Goal: Can you convert the material below into a Markdown table with the columns Row and Line, one numbered row per line, skipping blank lines and leaving out the pictures?

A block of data
'''
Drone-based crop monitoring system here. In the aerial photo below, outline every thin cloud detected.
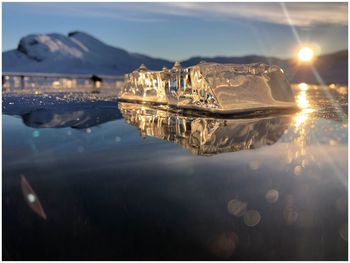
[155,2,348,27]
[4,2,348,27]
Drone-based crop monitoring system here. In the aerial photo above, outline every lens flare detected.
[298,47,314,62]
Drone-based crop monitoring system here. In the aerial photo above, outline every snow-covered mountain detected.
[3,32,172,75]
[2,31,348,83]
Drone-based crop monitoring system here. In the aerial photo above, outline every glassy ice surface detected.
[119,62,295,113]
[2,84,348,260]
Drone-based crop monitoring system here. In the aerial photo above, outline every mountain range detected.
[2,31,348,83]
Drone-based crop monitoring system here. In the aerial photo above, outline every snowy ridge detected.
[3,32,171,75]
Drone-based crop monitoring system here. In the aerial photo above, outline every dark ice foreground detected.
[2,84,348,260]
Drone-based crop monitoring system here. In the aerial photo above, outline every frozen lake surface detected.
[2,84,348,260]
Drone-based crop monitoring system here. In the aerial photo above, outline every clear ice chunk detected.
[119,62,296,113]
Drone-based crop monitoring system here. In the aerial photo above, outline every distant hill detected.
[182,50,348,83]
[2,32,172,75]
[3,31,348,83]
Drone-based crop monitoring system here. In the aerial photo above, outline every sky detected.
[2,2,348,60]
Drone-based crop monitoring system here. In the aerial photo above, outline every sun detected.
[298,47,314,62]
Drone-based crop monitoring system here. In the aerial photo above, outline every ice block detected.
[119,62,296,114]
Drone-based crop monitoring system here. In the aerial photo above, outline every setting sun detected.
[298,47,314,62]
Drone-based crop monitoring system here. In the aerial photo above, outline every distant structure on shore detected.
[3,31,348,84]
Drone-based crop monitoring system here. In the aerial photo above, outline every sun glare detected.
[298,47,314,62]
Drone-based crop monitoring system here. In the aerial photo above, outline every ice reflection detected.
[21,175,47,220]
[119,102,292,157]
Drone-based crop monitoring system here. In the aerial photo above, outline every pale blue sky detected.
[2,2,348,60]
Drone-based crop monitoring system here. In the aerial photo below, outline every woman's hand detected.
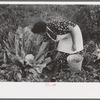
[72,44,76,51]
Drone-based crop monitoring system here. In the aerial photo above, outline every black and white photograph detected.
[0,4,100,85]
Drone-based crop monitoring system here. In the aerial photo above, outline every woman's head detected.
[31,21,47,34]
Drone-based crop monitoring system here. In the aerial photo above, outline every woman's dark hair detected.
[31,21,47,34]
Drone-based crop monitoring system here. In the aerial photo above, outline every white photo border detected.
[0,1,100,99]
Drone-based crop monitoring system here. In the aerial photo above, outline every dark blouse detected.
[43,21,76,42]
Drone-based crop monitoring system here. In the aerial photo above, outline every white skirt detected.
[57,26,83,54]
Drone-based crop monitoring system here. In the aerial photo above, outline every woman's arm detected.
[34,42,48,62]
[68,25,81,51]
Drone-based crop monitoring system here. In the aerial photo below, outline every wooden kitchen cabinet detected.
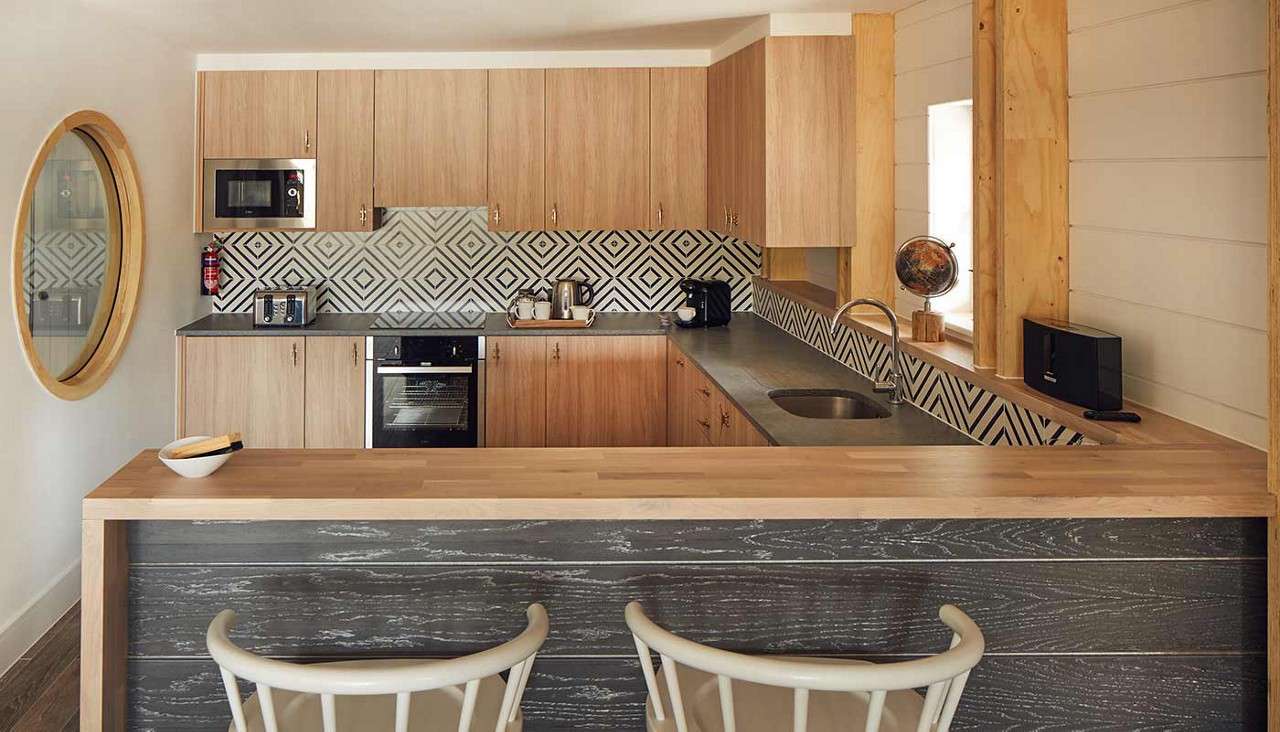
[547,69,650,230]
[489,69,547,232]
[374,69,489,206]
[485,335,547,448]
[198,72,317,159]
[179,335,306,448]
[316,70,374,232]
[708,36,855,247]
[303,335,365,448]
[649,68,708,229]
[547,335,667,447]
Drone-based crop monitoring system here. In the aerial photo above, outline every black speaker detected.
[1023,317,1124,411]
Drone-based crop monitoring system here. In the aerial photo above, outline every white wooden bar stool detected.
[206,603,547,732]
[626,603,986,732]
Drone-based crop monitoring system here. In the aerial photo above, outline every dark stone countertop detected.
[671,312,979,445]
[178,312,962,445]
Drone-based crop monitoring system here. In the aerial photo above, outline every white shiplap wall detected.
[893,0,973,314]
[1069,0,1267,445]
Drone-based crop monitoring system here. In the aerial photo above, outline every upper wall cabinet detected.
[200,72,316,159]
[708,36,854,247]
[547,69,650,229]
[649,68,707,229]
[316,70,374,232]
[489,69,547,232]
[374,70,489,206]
'''
Correct response:
| Row | Line |
|---|---|
| 1 | Drone-based crop monitoring system here. In the aerial photo below, outline every thin cloud detected. |
| 2 | [155,2,348,27] |
| 3 | [4,2,348,27] |
| 4 | Drone-based crop monitoring system here. In the aerial photo above, outline every lens flare detected. |
| 5 | [298,47,314,62] |
| 6 | Drone-based crop monitoring system here. In the aerial photo above, outline every snow-covered mountain detected. |
| 7 | [3,32,172,75] |
| 8 | [2,31,348,83] |
| 9 | Drone-based crop monitoring system here. In the aerial photo above, outline every glassy ice surface detected. |
| 10 | [119,62,295,113] |
| 11 | [2,84,348,260] |
| 12 | Drone-based crop monitoring system here. In the aerial photo above, outline every mountain range detected. |
| 13 | [2,31,348,83] |
| 14 | Drone-based crop monitoring system here. In the aerial photo above, outline every snowy ridge detected. |
| 15 | [3,32,171,75] |
| 16 | Drone-based crop monitoring system here. In the aerial photo above, outline every dark ice foreground detected. |
| 17 | [2,84,348,260] |
| 18 | Drone-based crop monitoring system here. In the aerial photo above, outline every frozen lake surface detected. |
| 19 | [2,84,348,260] |
| 20 | Drone-based crop monitoring system here. In the aerial photo above, outline every clear ice chunk detected. |
| 21 | [119,62,296,113] |
| 22 | Drone-based crop monitoring system here. In the aerial photo above, outline every distant hill detected. |
| 23 | [182,50,348,83] |
| 24 | [2,32,172,75] |
| 25 | [3,31,348,83] |
| 26 | Drone-based crop monitoring system here. In the aerial photo above, outline every sky detected. |
| 27 | [2,2,348,60] |
| 28 | Drone-based crop monitoring system here. In the aerial photo above, outline every sun detected. |
| 29 | [298,47,314,62] |
| 30 | Drone-based crop monitoring system here. In the aerial photo above, outline every ice block detected. |
| 31 | [119,62,296,114] |
| 32 | Drone-based crop monitoring system here. In the aerial photo above, outline every setting sun detected. |
| 33 | [298,47,314,62] |
| 34 | Drone-based crop monitoring system here. In the aerial photo above, outline every distant structure on shore detected. |
| 35 | [3,31,348,84] |
| 36 | Drone-based crop monitoring system here. In the aerial photo above, outline every sun glare detected. |
| 37 | [298,47,314,62] |
| 38 | Drone-based crop monitoring system here. In the aerial photo above, outline every ice reflection detected. |
| 39 | [21,175,47,220] |
| 40 | [119,102,292,157] |
| 41 | Drone-based crop monitoring system here. In the aerial photo above, outline every pale blue sky detected. |
| 42 | [2,2,348,60] |
| 43 | Drone-based crop monitoring system here. In the aerial photo below, outline every woman's hand detected. |
| 44 | [72,44,76,51] |
| 45 | Drone-based crop monitoring system here. In the aerial photo above, outline every black and white photograph detected. |
| 46 | [0,4,100,85] |
| 47 | Drone-based crop monitoring system here. In the aerial photo above, outline every woman's head detected. |
| 48 | [31,21,47,34] |
| 49 | Drone-based crop monitoring system here. In the aerial photo above, outline every woman's dark hair detected. |
| 50 | [31,21,47,34] |
| 51 | Drone-based crop monitoring system here. In the aerial photo above, outline every white photo border detected. |
| 52 | [0,1,100,99] |
| 53 | Drone-based crop monitoring system here. In the aerial photo above, outline every dark blouse detected. |
| 54 | [43,21,76,42] |
| 55 | Drone-based crop monitoring system here. In the aerial photo above, outline every white skirt detected. |
| 56 | [57,26,83,54] |
| 57 | Drone-based crop monitoring system here. In the aerial photo above, outline every woman's arm detected. |
| 58 | [34,42,48,62] |
| 59 | [68,25,81,51] |
| 60 | Drone-based crop monitoring system here. In the aerial photo below, outline every wooden kitchen cabinet detected. |
| 61 | [547,69,650,230] |
| 62 | [489,69,547,232] |
| 63 | [374,69,489,206] |
| 64 | [485,335,547,448] |
| 65 | [198,72,317,159] |
| 66 | [179,335,306,448] |
| 67 | [316,70,374,232] |
| 68 | [708,36,855,247] |
| 69 | [303,335,365,448] |
| 70 | [649,68,708,229] |
| 71 | [547,335,667,447] |
| 72 | Drone-based crop monitoring system here. In the aerial photo above, outline every black speaker detected. |
| 73 | [1023,317,1124,411] |
| 74 | Drone-based crop monitoring system here. In the aerial photo above, outline every white wooden bar stool detected. |
| 75 | [206,603,547,732] |
| 76 | [626,603,986,732] |
| 77 | Drone-based crop monitoring system here. In the aerial photo above, outline every dark stone countertop detected. |
| 78 | [671,312,979,445] |
| 79 | [178,312,962,445] |
| 80 | Drone-based crop monitoring system here. In the aerial photo above, outline every white shiplap wall detected. |
| 81 | [893,0,973,314] |
| 82 | [1069,0,1267,445] |
| 83 | Drone-based crop monitoring system here. In the aerial photo above, outline every upper wall cabinet detected. |
| 84 | [200,72,316,159] |
| 85 | [708,36,854,247] |
| 86 | [547,69,650,229] |
| 87 | [649,68,707,229] |
| 88 | [316,70,374,232] |
| 89 | [489,69,547,232] |
| 90 | [374,70,489,206] |